EXERCISE 1: From the forum thread on storing derived data, reproduce the text starting at "Where to store" and ending at "incorporating external data?".
EXERCISE 2:
Answer these questions using the forum thread on storing derived data:
(a) Which table does Christian Reich say is generally used for a type of data that has not been modeled yet?
(b) During development, where has Robert Miller's team kept its coordinates?
(c) What radius is used in the example about counting supermarkets?
EXERCISE 3: Carry the forum thread on storing derived data forward from its last post, writing what comes next.

OHDSI Home | Forums | Wiki | Github

Where to store derived data?

(Robert Miller) #1


We are working on a GIS extension to OHDSI and are trying to figure out where to put derived variables in regards to the CDM.

One of our goals is for users to be able to derive new variables using their own location data and external sources. A simple use case would be “distance to closest park” for each location. Another would be “how many supermarkets are within a 10 mile radius”. In a sense, they seem to be observations about locations. A more complicated scenario would be “what was the travel time from residence to care site for this visit”.

Should these exist outside of the CDM? Is there a standard way of incorporating external data?

(Christian Reich) #2


All good questions. Generally, the rule is that an unmodeled so far type of data goes into the OBSERVATION table. There, you can put in anything you want. In this case it would be observation_concept_id with a Concept that stands for “Longitude of home” and “Latitude of home” and the value_as_number. The Concept is either available (usually SNOMED, which has a lot of things), or we’d create it.

If you want to model it you’d add e.g. two fields longitude_of_home and latitude_of_home in the person table. That way you get it fully normalized. All other variables, like travel time etc. are outside the CDM, since they have nothing to do with the patient’s data.

(Robert Miller) #3

I understand that the CDM is person-centric but it seems odd to me that coordinates would belong in the person table. During development we have kept our coordinates in an altered version of the location table (latitude and longitude columns).

Lets say we wanted to store the concept of “distance to closest park” for all locations, including both residences and care sites. In this case, it seems more intuitive to relate the attribute to the location entity itself.

Are there standard ways of attributing facts to entities other than person? Locations, care sites, providers, etc.

(Christian Reich) #4


If there is a use case we can bring them in. People have mentinoed that before, so I wouldn’t be too shocked by it.

MATERIAL SHOWN:
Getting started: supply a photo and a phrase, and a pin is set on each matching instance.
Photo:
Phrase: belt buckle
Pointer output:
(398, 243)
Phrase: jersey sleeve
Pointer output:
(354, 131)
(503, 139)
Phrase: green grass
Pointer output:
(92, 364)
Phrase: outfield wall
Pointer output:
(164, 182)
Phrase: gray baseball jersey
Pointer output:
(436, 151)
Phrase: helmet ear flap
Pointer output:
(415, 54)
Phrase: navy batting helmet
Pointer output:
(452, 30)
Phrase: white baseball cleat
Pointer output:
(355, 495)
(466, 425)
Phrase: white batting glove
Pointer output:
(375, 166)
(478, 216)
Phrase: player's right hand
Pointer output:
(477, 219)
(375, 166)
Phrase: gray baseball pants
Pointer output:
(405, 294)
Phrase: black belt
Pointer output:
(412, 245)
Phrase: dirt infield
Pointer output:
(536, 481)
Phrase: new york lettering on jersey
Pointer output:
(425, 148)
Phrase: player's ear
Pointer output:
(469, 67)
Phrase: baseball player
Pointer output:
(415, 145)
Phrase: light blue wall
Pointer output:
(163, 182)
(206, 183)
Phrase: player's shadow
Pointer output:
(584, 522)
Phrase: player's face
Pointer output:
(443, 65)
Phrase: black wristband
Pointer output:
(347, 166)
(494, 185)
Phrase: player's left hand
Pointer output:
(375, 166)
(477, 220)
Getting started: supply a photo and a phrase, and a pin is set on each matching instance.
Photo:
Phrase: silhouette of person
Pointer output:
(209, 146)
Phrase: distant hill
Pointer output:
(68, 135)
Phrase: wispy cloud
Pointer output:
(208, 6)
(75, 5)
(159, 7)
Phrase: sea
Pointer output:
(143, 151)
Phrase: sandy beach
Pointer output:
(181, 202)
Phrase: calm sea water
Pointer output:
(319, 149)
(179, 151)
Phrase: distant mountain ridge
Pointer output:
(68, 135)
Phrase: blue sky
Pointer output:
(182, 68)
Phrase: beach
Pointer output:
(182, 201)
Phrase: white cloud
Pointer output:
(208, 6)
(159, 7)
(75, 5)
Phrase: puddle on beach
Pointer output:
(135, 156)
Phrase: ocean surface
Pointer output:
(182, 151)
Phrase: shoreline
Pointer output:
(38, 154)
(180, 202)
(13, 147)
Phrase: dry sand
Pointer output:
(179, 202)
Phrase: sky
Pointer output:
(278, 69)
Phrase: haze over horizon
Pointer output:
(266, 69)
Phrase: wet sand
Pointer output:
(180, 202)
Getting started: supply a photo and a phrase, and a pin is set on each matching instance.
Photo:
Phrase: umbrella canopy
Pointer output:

ANSWER AREA 1:
Where to store derived data?

(Robert Miller) #1


We are working on a GIS extension to OHDSI and are trying to figure out where to put derived variables in regards to the CDM.

One of our goals is for users to be able to derive new variables using their own location data and external sources. A simple use case would be “distance to closest park” for each location. Another would be “how many supermarkets are within a 10 mile radius”. In a sense, they seem to be observations about locations. A more complicated scenario would be “what was the travel time from residence to care site for this visit”.

Should these exist outside of the CDM? Is there a standard way of incorporating external data?

ANSWER AREA 2:
(a) The OBSERVATION table.
(b) In an altered version of the location table, with latitude and longitude columns.
(c) A 10 mile radius.

ANSWER AREA 3:
Put them into those tables. Everything else is patient-centric, as you said.

When you are done, do you want to make a official proposal to the WG in the proposal section?

(Vikram) #5

Hi @Christian_Reich

I was about to post a query when the suggestion showed me this question. Seems to address my issue , though i have a clarification.

As Christian mentioned in the post any unmodeled data goes into OBSERVATION table. I need to store the cause of an Adverse event .
My understanding is I would make an entry in the OBSERVATION table with the “observation_type_concept_id” column being the adverse event concept and the value being stored in the “value_as_concept_id” column.

This id for storing the adverse event related to the study .
Any suggestions are welcome.


(Christian Reich) #6


This might not be the right discussion panel here, but you probably want to go about this slightly differently:

  • If your cause is already a record in the database, like a DRUG_EXPOSURE or DEVICE_EXPOSURE record, you want to store the adverse event in CONDITION_OCCURRENCE and link the two through a FACT_RELATIONSHIP record. So, no Observation.
  • If your cause is not part of the data you still want to keep the adverse event in CONDITION_OCCURRENCE but link it to a record in OBSERVATION where observation_concept_id (not observation_type_concept_id) reflects the cause.